What the task requires: Retype every item below line for line, leaving out the pictures.

Entries provided:
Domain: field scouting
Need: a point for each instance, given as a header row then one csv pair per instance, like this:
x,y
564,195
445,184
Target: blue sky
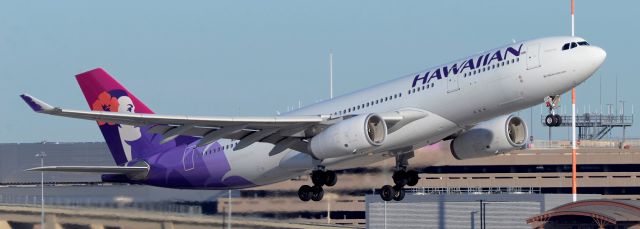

Response to the exercise:
Domain: field scouting
Need: a point for each instance, given as a header row then one csv pair per instance, like this:
x,y
564,195
445,184
Target: blue sky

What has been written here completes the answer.